**Tasks to complete**
**1.** From the blog post, list every role the narrator says he is to the girl he loves, in the sentences that begin "I am".
**2.** Answer these questions from the blog post:
(a) Which band does the narrator name when asked what music he listens to?
(b) How long has the narrator been "best friends" with the girl who calls him?
(c) What two words does the coined term "Platomon" stand for in full?

Sunday, October 09, 2005

A Teenage Adventure!

It was surreal that someone from the “in” crowd found me cool enough to acknowledge my presence in the visible, stratified school social structure that I was currently trapped in. “So, what kind of music do you listen to Joshua?”, was the next line that followed the greeting pleasantries. My fading glee was quickly replaced with clammy anxiety. The ice-breaker, the measure of compatibility, the thousand and one psychological analysis teenagers come up with according to the varied replies, alas, the polite but disappointed dragged “okaaaayyyy” response that usually ended the conversation instantly when I gave my honest answer. “Errr… The Mr Bean opening theme?”, I quipped jokingly, stalling for time to recall the in-trend bands of the given time. “Haw Haw… Cmon seriously muddafucker!”, he persisted as my mind raced to come up with something credible to quote.
“It definitely has to be The Killers, especially their latest single, Mr Brightside”, I tried my luck, getting ready to wince at the impact of realization that I made a wrong move.
“Awesome dude! I thought you would say something gay like Simple Plan!” I hid a sigh of relief and smiled politely, feeling guilty partly because I lied and mostly due to the truth that Simple Plan was indeed on repeat in my discman. Additionally, I condemned the use of homosexual references to depict something as inferior, but I continued to talk to him anyway. Hey, I’m a teenager.

The polyphonic tunes of my favorite pop-punk band alerted me to a call coming through. It was the one love of my life whom I cherished as much as my naïve, teenage heart can. The only trouble was, she does not know of it, 2 years as “best friends”, superficially platonic on my part, purely so on hers. I am her sugar daddy minus the groping benefits, I am her unwilling emotional crutch in all the past relationships, feeding on scraps of cuddles and hugs, I am her biggest and longest serving secret admirer, heck, I am her “Platomon”. A term I had coined myself to add a certain amount of humor to the pathetic romantic plight I am perennially in. Platonic Pokemon in full, lending to it the suggestion of caged pet enslaved by its own over-reliance on its owner for food, unable to escape even if there was a chance to do so. Now, substitute food with emotional fulfillment, however warped and one-sided and the clear mental picture of the relationship is projected.

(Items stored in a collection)
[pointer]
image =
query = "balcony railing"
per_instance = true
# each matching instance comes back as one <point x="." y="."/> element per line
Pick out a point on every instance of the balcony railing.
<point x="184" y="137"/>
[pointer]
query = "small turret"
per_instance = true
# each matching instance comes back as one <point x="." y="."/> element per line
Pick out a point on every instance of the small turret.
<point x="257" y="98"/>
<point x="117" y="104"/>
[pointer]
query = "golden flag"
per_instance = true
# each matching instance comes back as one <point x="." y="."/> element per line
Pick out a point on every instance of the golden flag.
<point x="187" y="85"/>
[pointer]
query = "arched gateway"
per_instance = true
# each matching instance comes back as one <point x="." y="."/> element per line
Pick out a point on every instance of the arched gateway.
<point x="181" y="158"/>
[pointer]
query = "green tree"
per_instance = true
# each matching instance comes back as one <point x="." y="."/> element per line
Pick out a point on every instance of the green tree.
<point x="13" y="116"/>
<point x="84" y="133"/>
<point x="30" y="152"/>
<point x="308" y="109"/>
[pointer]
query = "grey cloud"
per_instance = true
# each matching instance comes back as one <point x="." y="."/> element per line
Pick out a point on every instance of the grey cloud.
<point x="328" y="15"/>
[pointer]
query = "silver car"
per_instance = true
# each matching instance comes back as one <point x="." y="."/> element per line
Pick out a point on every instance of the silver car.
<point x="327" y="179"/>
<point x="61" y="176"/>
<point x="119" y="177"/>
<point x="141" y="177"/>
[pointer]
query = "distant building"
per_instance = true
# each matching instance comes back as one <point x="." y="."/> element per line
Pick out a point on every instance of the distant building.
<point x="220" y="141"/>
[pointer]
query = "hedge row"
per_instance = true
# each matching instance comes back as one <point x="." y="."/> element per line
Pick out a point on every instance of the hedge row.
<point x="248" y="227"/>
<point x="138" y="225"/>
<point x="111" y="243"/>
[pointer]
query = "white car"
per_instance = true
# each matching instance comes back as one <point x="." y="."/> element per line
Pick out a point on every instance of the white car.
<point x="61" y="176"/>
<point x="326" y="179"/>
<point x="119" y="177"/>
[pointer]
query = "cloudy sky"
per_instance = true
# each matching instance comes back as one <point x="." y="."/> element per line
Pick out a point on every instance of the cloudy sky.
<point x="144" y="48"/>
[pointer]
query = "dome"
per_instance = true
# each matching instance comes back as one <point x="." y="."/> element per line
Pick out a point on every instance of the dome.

**Answers by item**
**1.**
- Her sugar daddy minus the groping benefits
- Her unwilling emotional crutch in all the past relationships
- Her biggest and longest serving secret admirer
- Her "Platomon"

**2.**
(a) The Killers
(b) 2 years
(c) Platonic Pokemon